### Required action
Among the entries below, one line contains "positive clicks: (69, 205) (92, 1)" and another contains "positive clicks: (151, 27) (135, 22)". Transcribe those two lines and every line between them, exactly.

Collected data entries
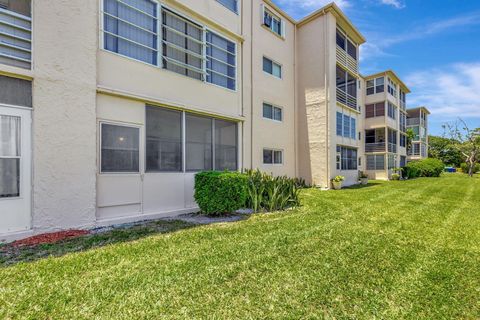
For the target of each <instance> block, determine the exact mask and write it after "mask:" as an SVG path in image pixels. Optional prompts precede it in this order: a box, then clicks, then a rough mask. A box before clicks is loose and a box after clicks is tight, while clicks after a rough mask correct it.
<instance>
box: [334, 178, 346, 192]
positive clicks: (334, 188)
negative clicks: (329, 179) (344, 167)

...

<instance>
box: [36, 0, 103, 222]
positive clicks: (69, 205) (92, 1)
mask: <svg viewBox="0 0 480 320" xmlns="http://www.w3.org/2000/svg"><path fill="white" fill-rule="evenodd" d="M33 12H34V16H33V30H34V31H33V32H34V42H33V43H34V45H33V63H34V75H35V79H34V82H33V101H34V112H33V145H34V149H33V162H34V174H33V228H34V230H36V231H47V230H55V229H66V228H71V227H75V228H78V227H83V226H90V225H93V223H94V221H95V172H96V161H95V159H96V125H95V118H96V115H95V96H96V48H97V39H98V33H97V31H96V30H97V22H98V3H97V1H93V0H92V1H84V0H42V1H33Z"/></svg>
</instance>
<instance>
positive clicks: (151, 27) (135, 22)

...

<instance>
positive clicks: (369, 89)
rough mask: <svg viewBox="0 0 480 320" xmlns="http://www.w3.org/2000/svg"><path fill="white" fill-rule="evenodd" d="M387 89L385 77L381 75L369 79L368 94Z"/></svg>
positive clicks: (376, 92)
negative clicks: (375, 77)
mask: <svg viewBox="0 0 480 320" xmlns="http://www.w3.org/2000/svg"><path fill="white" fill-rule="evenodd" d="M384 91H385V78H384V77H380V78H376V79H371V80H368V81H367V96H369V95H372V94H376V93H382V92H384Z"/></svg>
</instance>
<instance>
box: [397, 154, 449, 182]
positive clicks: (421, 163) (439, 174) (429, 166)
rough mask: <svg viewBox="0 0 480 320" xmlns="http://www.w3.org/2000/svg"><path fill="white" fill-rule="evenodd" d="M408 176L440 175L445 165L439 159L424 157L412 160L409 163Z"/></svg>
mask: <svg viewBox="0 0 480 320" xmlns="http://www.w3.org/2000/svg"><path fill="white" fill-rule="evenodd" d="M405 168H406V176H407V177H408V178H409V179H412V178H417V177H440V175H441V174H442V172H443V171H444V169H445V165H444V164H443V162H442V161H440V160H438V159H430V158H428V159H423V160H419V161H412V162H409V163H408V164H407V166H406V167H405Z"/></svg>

### Response
positive clicks: (69, 205) (92, 1)
mask: <svg viewBox="0 0 480 320" xmlns="http://www.w3.org/2000/svg"><path fill="white" fill-rule="evenodd" d="M33 12H34V16H33V30H34V31H33V32H34V42H33V43H34V45H33V63H34V75H35V79H34V82H33V101H34V112H33V145H34V149H33V162H34V174H33V228H34V230H36V231H47V230H55V229H66V228H71V227H75V228H78V227H83V226H90V225H93V223H94V221H95V172H96V161H95V159H96V125H95V118H96V115H95V96H96V48H97V39H98V33H97V31H96V30H97V22H98V3H97V1H93V0H92V1H84V0H42V1H33Z"/></svg>
</instance>
<instance>
positive clicks: (151, 27) (135, 22)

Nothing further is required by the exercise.